## Vorliegender Text
■ ■ ■ ■

Aus der erweiterten Zukunftsdimension heutiger Verantwor­tung ergibt sich das abschließende Thema: die Utopie. Die welt­weite technologische Fortschrittsdynamik birgt als solche einen impliziten Utopismus in sich, der Tendenz, wenn nicht dem Pro­gramm nach. Und die eine schon existierende Ethik mit globaler Zukunftssicht, der Marxismus, hat eben im Bunde mit der Tech­nik die Utopie zum ausdrücklichen Ziel erhoben. Dies nötigt zu einer eingehenden Kritik des utopischen Ideals. Da es älteste Menschheitsträume für sich hat und nun in der Technik auch die Mittel zu besitzen scheint, den Traum in ein Unternehmen umzusetzen, ist der vormals müßige Utopismus zur gefährlich­sten – gerade weil idealistischen – Versuchung der heutigen Mensch­heit geworden. Der Unbescheidenheit seiner Zielsetzung, die ökologisch ebenso wie anthropologisch fehlgeht (ersteres nach­weislich, letzteres philosophisch aufzeigbar), stellt das Prinzip Verantwortung die bescheidenere Aufgabe entgegen, welche Furcht und Ehrfurcht gebieten: dem Menschen in der verbleibenden Zweideutigkeit seiner Freiheit, die keine Änderung der Umstän­de je aufheben kann, die Unversehrtheit seiner Welt und seines Wesens gegen die Übergriffe seiner Macht zu bewahren.

■ ■ ■ ■

[Daten zu Segmentierungsmasken]
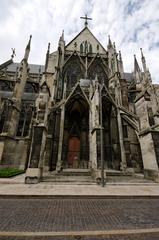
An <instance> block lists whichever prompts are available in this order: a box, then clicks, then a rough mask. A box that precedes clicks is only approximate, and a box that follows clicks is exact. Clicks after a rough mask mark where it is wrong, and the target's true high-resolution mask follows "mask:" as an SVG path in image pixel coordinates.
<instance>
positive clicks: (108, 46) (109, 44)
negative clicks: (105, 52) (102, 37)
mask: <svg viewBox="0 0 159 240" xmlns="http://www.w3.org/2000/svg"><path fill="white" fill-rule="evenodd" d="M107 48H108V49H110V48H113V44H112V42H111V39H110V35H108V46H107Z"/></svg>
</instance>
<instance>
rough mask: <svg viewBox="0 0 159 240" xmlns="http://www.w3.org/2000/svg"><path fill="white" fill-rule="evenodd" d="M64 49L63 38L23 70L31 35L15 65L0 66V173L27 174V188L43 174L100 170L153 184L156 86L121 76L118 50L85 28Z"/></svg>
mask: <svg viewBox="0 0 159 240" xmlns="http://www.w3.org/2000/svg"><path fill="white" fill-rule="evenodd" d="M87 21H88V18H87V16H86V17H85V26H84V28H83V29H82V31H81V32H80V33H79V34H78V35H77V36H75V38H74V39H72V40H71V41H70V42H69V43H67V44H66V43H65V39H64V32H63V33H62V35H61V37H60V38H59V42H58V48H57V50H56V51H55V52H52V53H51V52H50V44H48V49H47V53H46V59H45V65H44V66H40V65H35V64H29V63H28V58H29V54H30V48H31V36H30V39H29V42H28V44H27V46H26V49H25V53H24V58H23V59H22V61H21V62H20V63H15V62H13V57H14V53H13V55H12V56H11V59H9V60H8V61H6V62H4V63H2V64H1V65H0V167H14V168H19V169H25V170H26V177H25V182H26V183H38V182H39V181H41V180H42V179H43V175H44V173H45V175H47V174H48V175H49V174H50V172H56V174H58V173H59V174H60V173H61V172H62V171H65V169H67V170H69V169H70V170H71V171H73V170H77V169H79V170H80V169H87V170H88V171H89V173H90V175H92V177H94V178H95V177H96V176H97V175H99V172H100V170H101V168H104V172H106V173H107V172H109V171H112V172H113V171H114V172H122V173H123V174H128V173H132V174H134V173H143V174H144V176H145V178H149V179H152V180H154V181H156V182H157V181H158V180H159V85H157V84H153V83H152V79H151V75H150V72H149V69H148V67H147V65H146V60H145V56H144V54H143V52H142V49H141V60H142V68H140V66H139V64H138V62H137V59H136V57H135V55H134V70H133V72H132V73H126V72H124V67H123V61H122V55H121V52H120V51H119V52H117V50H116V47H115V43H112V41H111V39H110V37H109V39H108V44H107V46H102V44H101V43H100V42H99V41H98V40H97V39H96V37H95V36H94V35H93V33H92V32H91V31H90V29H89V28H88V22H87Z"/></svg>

■ ■ ■ ■

## Material erkunden
1. Warum ist der früher müßige Utopismus laut dem Text über die Utopie heute zur gefährlichsten Versuchung der Menschheit geworden? Antworte in ein bis drei Sätzen.
2. Gib aus den Datensätzen die Zeilen vom Anfang bis einschließlich der Zeile mit "positive clicks: (108, 46) (109, 44)" unverändert wieder. Lass die Bilder dabei weg.

## Erwartete Ergebnisse
1. Der Utopismus hat die ältesten Menschheitsträume für sich, und mit der Technik scheint er nun auch die Mittel zu haben, diesen Traum in ein Unternehmen umzusetzen. Gefährlich ist er gerade deshalb, weil er idealistisch ist.

2.
An <instance> block lists whichever prompts are available in this order: a box, then clicks, then a rough mask. A box that precedes clicks is only approximate, and a box that follows clicks is exact. Clicks after a rough mask mark where it is wrong, and the target's true high-resolution mask follows "mask:" as an SVG path in image pixel coordinates.
<instance>
positive clicks: (108, 46) (109, 44)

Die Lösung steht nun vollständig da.